Brief 1: Can you update the stretch of the Shane Lowry Masters article from "Lowry’s round featured" through "his difficult day.", writing it out again with "homeward journey" changed to "back nine"?
Brief 2:
In the Shane Lowry Masters article:
(a) What is the name of Lowry's caddie?
(b) On which hole did Lowry make his only birdie?
(c) What did Lowry shoot in the first round?
━━━━━ Selected text
The temptation for the player was to make the brave, aggressive play through the gap. Reality, though, was brought to him a voice just above a whisper from his caddie, Brian “Bo” Martin. “Take your medicine, you know what I mean?” said the bagman, and Lowry nodded and switched clubs and pitched back out to the fairway.

Shane Lowry plays his second shot on his opening hole at Augusta. Photograph: Kevin C Cox/Getty
Shane Lowry plays his second shot on his opening hole at Augusta. Photograph: Kevin C Cox/Getty

He was off and running in this, his fourth appearance at the Masters, but it was a stuttering start. Hitting a speed bump straight away can stall things before you can ever getting going and Lowry’s subsequent pitch spun back to 18 feet, his par save putt then refusing to drop. A bogey for starters, and the fare afterwards wasn’t altogether appetising either.

Lowry’s round featured just one birdie - an 18-footer on the third - to go with an unpalatable seven bogeys. A failure to get up and down from the fringe of the ninth green left a sour taste in his mouth as he headed to the 10th tee and there would be no comfort found in the homeward journey of 40 strokes that included a three-putt (for par) on the 15th where he’d found the green in two and then a water ball on the Par 3 16th that seemed to sum up his difficult day.

“It is the hardest course in the world when it is getting away from you because you can’t see yourself, hitting good shots to 30 feet and you have a putt with 10 feet of break. Look, I tried my best. I can’t put my finger on it right now but I just have to go out tomorrow and shoot a good score and see what happens,” said Lowry who, in fairness, provided some mature reflection on his round after signing his scorecard.

He added: “I felt I was going great in practice when I was going out there it just didn’t happen. Everyone talks about the Masters to you . . . it almost gets annoying when you are on the border of getting in and people annoying you about it.

“Then you come here and shoot 78 in the first round and you wonder, ‘what’s the point of being here?’ I think I put too much pressure on myself to get here and then I put too much pressure on myself when I get here to try and do well. It is all internal in my own head, so I just need to relax and let the golf take care of itself.”
━━━━━━━━━━
━━━━━ Information
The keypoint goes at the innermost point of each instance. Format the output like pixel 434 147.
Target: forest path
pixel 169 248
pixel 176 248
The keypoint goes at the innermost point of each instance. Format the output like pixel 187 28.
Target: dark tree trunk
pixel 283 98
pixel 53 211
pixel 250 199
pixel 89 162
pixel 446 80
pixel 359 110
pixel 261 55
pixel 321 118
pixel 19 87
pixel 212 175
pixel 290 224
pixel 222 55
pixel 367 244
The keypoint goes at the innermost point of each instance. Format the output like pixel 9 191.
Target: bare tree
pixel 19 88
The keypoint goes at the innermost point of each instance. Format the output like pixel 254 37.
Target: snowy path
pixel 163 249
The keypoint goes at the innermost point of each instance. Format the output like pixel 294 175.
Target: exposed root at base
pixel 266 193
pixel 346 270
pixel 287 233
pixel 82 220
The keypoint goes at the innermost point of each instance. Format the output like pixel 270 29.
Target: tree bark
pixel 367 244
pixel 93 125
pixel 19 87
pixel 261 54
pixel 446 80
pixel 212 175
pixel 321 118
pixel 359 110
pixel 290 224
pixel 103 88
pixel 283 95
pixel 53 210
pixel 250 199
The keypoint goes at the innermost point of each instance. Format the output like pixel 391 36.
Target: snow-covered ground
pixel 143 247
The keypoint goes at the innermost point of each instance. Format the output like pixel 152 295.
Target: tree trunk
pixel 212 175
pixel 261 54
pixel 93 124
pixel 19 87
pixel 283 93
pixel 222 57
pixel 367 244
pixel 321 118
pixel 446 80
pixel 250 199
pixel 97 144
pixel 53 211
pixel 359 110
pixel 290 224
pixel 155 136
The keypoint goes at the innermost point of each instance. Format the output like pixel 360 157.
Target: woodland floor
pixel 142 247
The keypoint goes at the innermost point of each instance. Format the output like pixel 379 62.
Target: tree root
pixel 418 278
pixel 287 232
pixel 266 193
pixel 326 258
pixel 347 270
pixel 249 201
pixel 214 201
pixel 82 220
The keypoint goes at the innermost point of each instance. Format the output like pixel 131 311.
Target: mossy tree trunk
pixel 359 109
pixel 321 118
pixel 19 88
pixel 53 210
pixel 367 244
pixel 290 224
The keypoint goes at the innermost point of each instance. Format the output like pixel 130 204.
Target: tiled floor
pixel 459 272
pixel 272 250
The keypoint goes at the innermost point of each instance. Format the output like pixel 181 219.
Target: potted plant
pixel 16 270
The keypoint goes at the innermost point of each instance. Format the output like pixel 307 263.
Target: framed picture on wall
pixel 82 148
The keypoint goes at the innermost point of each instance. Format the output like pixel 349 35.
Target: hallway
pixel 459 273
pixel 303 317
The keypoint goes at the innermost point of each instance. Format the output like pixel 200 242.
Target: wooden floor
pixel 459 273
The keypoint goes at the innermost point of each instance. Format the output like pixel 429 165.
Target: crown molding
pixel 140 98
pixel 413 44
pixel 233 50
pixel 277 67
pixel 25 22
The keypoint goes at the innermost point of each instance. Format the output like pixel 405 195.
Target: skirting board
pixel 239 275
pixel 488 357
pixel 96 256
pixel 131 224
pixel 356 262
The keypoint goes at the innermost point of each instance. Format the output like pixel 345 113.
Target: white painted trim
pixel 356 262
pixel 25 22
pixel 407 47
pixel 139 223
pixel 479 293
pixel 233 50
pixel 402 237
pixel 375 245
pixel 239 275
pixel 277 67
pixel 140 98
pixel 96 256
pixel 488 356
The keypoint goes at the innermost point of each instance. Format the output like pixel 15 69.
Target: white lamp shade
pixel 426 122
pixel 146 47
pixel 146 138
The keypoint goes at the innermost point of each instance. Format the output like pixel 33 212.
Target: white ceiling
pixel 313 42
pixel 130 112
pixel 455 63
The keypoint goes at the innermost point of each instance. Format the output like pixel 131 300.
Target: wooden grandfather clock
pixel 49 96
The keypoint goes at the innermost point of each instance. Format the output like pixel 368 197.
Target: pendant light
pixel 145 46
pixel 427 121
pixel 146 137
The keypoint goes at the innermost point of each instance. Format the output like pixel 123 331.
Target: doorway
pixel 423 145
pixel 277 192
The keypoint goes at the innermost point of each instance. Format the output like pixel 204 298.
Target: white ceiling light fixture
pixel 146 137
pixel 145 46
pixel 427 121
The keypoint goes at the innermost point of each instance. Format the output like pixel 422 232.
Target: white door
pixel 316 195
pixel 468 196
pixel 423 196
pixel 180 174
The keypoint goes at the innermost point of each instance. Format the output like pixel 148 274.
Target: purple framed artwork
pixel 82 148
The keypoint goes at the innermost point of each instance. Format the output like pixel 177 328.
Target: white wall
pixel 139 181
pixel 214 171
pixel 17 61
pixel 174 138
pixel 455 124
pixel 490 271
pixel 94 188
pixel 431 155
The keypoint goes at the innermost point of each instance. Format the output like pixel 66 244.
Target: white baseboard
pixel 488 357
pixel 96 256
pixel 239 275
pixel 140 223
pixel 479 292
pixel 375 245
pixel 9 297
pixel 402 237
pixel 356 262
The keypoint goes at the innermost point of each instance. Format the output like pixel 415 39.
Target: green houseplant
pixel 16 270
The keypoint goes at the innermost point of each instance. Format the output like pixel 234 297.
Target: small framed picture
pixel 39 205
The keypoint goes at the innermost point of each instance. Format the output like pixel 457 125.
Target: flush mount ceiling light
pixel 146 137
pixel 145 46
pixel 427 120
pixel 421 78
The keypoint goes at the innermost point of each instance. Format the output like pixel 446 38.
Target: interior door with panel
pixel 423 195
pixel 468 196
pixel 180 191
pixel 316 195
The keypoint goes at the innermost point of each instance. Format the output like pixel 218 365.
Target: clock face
━━━━━━━━━━
━━━━━ Information
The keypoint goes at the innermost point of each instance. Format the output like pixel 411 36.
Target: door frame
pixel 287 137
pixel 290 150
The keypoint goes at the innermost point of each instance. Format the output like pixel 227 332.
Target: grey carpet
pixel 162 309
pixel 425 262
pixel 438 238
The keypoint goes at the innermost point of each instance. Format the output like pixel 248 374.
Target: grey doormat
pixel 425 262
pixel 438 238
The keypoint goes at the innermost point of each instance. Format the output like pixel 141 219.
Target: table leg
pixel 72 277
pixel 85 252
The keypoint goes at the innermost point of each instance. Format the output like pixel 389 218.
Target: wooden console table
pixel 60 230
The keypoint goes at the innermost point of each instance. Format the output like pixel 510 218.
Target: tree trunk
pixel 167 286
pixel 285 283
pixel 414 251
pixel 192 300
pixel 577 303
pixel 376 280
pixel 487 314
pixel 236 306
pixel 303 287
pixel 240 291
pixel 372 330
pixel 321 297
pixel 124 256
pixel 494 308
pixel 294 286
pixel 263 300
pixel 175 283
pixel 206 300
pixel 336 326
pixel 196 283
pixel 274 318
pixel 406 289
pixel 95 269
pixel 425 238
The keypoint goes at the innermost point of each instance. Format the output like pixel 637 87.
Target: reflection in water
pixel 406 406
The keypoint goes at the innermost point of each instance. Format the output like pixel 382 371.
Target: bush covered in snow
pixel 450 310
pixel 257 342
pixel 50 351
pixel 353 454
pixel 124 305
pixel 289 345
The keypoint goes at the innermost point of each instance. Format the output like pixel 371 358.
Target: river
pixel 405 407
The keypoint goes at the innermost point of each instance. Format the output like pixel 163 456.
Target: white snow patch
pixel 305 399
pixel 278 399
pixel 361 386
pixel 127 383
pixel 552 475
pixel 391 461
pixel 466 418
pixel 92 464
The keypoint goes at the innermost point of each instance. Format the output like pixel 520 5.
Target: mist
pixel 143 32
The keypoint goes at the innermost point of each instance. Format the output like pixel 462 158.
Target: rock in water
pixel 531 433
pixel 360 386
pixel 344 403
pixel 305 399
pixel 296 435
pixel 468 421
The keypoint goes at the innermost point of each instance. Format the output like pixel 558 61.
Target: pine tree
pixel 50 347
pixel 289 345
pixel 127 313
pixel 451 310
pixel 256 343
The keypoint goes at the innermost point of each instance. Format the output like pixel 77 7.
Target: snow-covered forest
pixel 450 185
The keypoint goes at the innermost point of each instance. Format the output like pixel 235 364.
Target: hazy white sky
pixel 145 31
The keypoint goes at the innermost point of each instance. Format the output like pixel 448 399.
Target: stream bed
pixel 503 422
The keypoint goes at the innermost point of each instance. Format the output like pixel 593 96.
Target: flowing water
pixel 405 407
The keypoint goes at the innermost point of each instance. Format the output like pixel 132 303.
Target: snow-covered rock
━━━━━━━━━━
━━━━━ Information
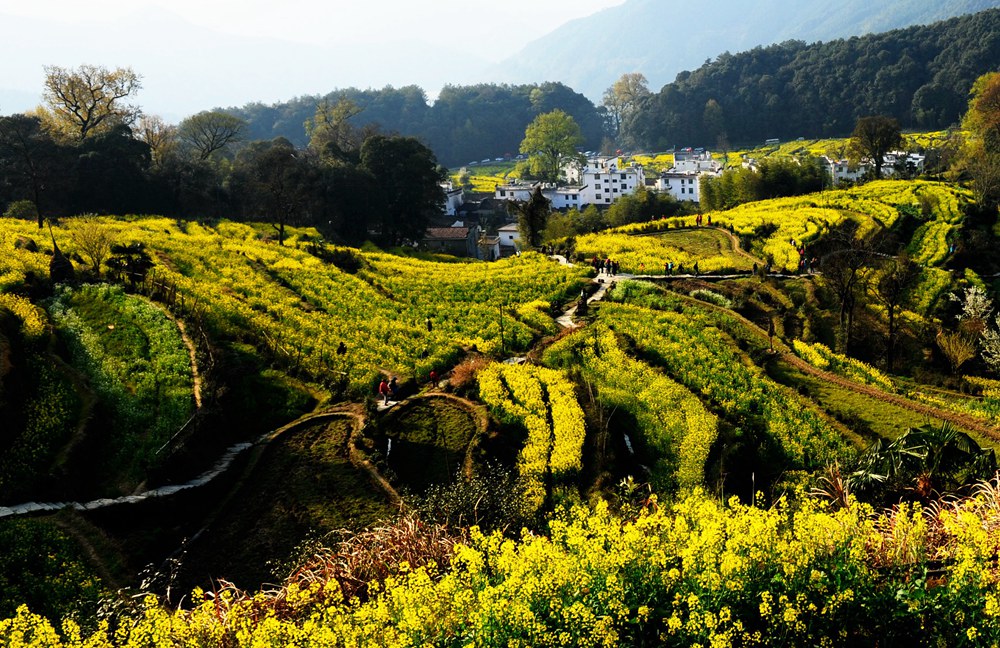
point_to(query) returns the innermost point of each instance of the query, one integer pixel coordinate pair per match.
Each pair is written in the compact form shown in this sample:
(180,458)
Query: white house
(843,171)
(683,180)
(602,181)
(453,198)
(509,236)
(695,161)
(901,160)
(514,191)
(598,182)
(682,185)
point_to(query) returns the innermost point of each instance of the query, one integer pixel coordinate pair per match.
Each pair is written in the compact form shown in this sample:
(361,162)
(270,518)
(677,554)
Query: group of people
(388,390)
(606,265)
━━━━━━━━━━
Result 1:
Lowry’s round featured just one birdie - an 18-footer on the third - to go with an unpalatable seven bogeys. A failure to get up and down from the fringe of the ninth green left a sour taste in his mouth as he headed to the 10th tee and there would be no comfort found in the back nine of 40 strokes that included a three-putt (for par) on the 15th where he’d found the green in two and then a water ball on the Par 3 16th that seemed to sum up his difficult day.

Result 2:
(a) Brian "Bo" Martin
(b) The third
(c) 78